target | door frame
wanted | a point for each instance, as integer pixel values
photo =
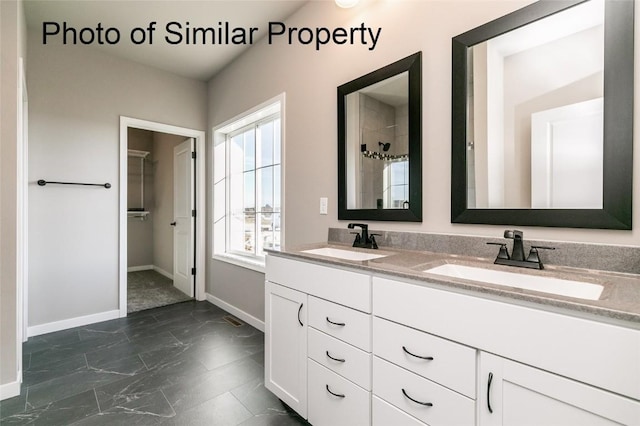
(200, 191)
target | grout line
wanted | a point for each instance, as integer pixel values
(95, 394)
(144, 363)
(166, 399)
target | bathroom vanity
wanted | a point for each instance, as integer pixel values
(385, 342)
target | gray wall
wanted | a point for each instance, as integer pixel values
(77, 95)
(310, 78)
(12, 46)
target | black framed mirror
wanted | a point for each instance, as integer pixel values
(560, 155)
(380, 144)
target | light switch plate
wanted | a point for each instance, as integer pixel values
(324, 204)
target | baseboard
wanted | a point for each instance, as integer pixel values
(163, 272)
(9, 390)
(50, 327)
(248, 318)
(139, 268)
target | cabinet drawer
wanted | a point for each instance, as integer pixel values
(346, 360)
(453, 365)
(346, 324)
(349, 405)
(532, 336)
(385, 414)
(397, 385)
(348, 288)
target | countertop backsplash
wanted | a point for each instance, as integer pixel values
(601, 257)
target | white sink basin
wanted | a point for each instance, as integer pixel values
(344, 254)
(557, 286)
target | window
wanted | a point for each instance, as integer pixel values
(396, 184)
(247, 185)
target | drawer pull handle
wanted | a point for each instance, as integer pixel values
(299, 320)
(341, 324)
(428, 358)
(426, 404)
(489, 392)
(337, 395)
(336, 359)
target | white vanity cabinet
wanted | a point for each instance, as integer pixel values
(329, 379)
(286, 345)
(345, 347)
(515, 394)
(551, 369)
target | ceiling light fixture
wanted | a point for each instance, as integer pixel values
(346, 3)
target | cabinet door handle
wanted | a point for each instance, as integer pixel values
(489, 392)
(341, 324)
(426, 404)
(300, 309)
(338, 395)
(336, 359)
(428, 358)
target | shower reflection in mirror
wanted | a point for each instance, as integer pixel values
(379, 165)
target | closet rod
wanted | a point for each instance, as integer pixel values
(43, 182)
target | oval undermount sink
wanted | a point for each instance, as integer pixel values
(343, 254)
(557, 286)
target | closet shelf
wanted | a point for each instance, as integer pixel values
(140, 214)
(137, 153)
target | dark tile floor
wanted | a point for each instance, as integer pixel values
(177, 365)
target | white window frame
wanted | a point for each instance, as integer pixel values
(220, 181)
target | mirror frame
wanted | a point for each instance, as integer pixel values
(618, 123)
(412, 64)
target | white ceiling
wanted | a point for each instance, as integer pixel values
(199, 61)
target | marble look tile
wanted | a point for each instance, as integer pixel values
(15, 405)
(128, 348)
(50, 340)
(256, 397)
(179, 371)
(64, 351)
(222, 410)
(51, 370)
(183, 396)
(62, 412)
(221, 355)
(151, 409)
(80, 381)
==
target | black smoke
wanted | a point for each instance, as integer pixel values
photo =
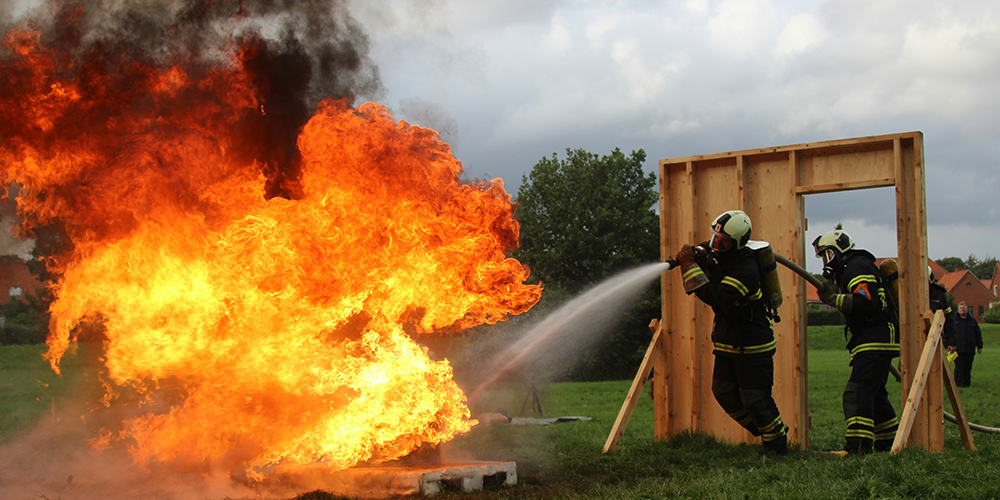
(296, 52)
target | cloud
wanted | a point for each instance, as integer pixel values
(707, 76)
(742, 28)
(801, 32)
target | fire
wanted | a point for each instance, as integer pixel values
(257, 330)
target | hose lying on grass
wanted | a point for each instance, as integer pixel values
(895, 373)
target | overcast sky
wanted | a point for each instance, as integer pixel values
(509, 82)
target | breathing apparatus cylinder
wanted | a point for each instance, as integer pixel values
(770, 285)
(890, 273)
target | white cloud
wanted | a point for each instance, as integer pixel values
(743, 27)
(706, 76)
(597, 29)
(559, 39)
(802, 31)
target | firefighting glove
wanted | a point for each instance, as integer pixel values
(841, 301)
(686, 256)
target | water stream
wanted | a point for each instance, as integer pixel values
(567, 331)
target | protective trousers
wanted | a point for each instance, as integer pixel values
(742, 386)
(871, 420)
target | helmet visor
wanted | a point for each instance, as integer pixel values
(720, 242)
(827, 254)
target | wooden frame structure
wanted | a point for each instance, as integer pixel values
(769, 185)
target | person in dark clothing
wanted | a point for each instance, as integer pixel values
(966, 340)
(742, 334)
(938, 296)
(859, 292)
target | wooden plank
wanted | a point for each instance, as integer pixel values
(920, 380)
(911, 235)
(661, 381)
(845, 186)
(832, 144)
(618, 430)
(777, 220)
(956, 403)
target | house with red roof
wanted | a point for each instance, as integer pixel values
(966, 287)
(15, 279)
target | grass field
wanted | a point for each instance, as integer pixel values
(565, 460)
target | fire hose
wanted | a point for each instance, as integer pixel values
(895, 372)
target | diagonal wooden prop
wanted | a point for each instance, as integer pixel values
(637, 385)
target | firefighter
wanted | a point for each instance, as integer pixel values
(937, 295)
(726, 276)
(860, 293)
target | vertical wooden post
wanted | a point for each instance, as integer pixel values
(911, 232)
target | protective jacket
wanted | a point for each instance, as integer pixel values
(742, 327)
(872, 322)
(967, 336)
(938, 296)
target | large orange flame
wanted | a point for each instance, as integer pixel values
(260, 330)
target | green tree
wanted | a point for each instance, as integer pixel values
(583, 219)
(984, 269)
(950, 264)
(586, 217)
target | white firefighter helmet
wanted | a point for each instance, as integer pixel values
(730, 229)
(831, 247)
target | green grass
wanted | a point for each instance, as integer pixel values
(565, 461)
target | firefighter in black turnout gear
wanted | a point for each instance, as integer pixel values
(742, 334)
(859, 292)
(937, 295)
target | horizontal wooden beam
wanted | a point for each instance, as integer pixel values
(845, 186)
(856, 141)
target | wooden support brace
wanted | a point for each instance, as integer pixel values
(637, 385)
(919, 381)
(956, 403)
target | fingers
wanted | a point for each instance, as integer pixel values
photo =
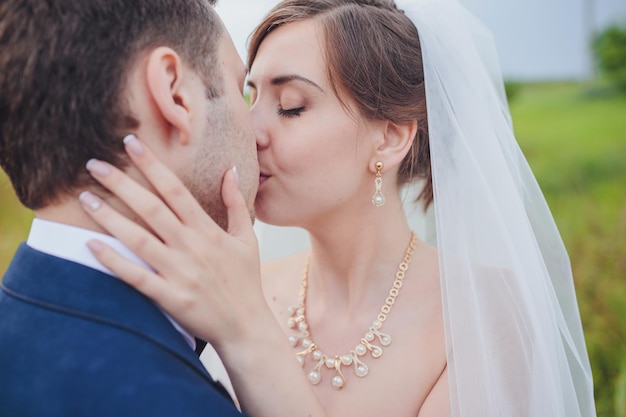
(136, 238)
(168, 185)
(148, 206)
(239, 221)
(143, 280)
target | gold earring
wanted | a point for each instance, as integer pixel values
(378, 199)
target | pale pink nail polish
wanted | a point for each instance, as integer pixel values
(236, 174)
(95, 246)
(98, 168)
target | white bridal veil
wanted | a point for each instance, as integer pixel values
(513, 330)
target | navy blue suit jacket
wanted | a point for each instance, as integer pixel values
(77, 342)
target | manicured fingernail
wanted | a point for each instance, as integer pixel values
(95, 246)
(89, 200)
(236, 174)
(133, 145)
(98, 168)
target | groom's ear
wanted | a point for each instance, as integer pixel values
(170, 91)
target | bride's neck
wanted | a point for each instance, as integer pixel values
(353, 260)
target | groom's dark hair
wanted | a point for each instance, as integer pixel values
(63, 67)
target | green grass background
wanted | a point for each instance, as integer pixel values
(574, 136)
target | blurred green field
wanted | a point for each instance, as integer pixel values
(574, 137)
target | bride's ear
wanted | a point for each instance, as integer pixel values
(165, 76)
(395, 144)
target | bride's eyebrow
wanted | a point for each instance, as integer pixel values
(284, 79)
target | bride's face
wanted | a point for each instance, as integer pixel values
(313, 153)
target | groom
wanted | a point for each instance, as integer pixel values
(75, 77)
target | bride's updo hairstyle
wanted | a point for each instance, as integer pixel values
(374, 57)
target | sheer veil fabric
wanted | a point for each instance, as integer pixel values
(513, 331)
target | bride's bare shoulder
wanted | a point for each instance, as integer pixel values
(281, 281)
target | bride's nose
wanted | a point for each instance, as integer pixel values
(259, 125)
==
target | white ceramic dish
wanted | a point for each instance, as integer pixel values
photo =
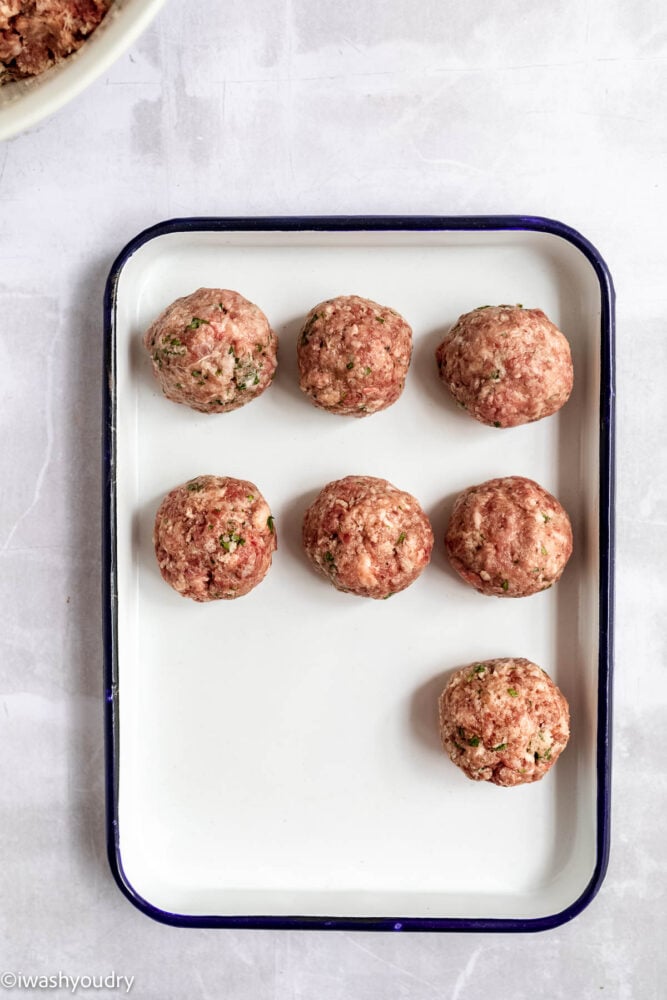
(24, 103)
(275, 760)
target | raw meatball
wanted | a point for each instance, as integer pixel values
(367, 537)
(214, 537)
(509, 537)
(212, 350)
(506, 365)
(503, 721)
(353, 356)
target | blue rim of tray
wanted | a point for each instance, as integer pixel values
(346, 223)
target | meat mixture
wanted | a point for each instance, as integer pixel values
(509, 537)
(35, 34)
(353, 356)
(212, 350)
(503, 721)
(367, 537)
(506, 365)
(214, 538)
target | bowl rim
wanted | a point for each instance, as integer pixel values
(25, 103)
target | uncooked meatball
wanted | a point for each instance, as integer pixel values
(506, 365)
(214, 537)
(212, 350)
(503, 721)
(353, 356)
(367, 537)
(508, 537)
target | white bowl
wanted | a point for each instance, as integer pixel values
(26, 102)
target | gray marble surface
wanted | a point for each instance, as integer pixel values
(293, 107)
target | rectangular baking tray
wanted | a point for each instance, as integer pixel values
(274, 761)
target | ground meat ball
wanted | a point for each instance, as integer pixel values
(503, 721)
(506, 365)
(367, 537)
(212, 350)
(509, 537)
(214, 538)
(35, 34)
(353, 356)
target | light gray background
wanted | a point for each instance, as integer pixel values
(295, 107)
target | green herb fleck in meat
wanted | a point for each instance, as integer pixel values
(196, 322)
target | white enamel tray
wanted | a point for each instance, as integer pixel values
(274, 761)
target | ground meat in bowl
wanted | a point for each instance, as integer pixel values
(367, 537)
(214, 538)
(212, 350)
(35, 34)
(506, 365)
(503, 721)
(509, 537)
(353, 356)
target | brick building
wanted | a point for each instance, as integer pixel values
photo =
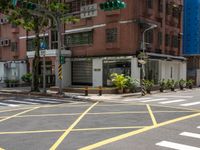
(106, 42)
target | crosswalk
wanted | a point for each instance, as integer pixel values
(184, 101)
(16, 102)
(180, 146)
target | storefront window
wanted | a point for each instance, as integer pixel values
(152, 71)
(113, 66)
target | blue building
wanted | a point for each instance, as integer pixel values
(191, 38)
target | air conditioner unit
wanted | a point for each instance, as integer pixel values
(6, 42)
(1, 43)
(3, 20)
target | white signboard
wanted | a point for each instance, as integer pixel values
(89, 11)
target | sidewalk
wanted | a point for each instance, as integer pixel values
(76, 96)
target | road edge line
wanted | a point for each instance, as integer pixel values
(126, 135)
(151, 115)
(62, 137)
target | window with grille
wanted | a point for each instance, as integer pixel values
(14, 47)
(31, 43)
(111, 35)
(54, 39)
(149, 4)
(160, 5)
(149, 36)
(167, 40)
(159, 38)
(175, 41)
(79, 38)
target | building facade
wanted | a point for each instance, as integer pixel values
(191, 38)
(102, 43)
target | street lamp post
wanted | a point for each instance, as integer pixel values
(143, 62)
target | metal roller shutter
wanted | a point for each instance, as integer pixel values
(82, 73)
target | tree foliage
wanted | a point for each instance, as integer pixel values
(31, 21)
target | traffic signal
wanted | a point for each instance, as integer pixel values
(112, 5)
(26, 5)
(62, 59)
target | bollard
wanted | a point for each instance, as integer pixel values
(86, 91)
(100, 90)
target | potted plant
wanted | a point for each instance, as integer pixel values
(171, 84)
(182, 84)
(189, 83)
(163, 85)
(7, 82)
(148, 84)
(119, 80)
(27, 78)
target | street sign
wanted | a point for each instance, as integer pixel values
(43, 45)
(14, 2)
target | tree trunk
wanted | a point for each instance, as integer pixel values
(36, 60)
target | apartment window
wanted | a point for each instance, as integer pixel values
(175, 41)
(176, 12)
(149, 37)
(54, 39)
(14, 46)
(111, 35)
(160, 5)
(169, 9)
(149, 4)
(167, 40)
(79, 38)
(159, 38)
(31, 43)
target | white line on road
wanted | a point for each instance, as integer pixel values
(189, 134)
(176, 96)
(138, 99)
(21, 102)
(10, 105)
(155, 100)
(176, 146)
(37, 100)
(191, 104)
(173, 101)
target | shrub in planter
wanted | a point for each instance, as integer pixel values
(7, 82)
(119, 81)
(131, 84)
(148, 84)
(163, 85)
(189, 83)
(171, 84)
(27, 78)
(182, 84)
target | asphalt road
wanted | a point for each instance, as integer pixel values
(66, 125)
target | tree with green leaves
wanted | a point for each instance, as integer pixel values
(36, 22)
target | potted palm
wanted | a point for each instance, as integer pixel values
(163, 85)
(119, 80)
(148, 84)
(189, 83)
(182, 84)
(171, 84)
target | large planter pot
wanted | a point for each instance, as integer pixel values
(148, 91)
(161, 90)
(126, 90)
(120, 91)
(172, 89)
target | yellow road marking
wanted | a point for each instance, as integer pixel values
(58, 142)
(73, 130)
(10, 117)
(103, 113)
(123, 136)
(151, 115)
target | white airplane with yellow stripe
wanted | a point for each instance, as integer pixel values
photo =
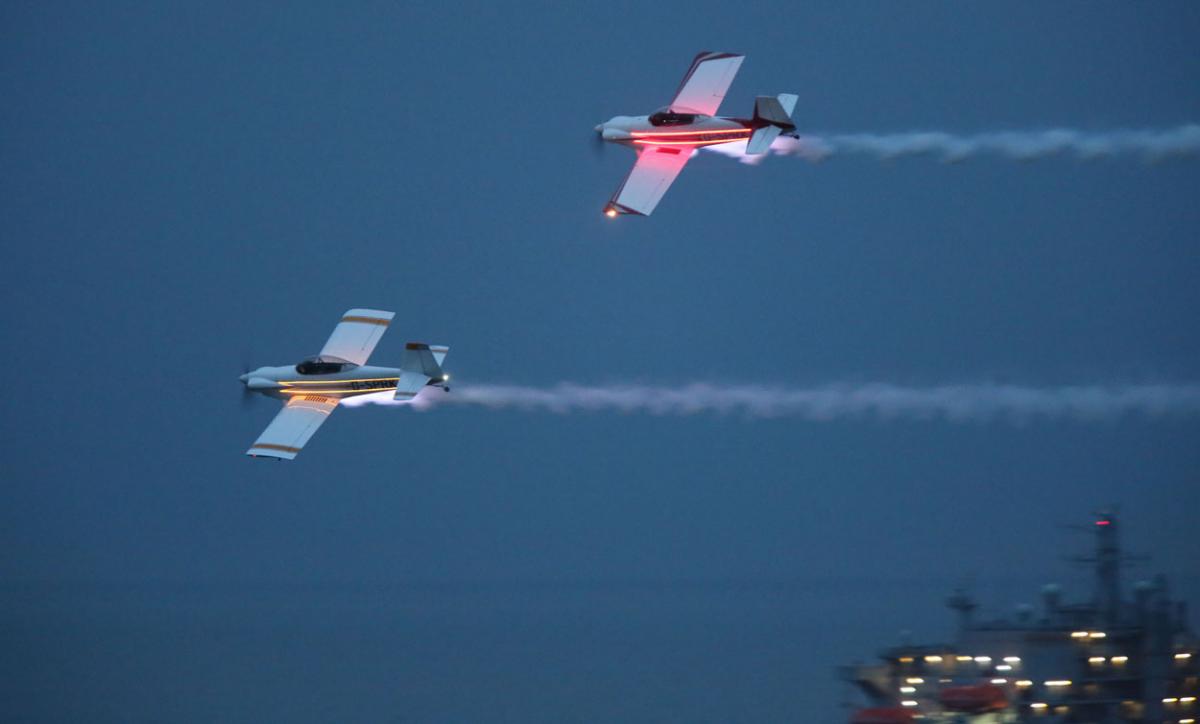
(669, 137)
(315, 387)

Work task:
Restate word for word every line from the one with "target | light gray background" up to and including the one with "target | street sign" in the records above, minus the pictures.

Your solution:
target | light gray background
wanted | a point for each instance, as integer pixel values
(295, 107)
target | green herb fleck in meat
wanted | a point for each instance, as integer pixel values
(196, 322)
target | white enamel tray
wanted | a point for each instance, as integer pixel values
(274, 761)
target | ground meat in bowl
wanted | a point for each instance, as integer pixel values
(367, 537)
(214, 538)
(212, 350)
(35, 34)
(506, 365)
(503, 721)
(509, 537)
(353, 356)
target | brick building
wanted | a point for each instance, as integer pixel values
photo =
(106, 42)
target | crosswalk
wanted | a point for each instance, as integer pixel values
(184, 101)
(16, 102)
(180, 146)
target | storefront window
wanted | a point for each instance, as integer pixel values
(152, 71)
(113, 66)
target | blue building
wanted | a point for each instance, as integer pixel values
(191, 38)
target | air conditioner unit
wanted | a point for each instance, as integer pixel values
(6, 42)
(1, 43)
(3, 20)
target | white signboard
wanted | a point for each instance, as integer pixel values
(89, 11)
target | sidewalk
wanted | a point for each instance, as integer pixel values
(76, 96)
target | road edge line
wanted | a point for each instance, as integer pixel values
(126, 135)
(151, 115)
(62, 137)
target | window with grille
wanted | a point for each instance, as integer pixel values
(14, 47)
(31, 43)
(111, 35)
(54, 39)
(149, 4)
(160, 5)
(149, 36)
(167, 40)
(159, 38)
(175, 41)
(79, 38)
target | building facade
wanted | a point for each instance, as integer pixel values
(191, 38)
(102, 43)
target | street lamp post
wanted | a point for each instance, as integer pixel values
(143, 62)
target | metal roller shutter
wanted | a point for each instance, as integer pixel values
(82, 73)
target | tree foliage
wanted | a point for each instance, as integer pixel values
(31, 21)
target | traffic signal
wanted | a point for each instance, as integer pixel values
(112, 5)
(26, 5)
(62, 59)
target | bollard
wanted | a point for each instance, as integer pixel values
(86, 91)
(100, 90)
target | potted plant
wanted | a point for each instance, as integer pixel values
(171, 84)
(182, 84)
(189, 83)
(163, 85)
(7, 82)
(148, 84)
(119, 80)
(27, 78)
target | street sign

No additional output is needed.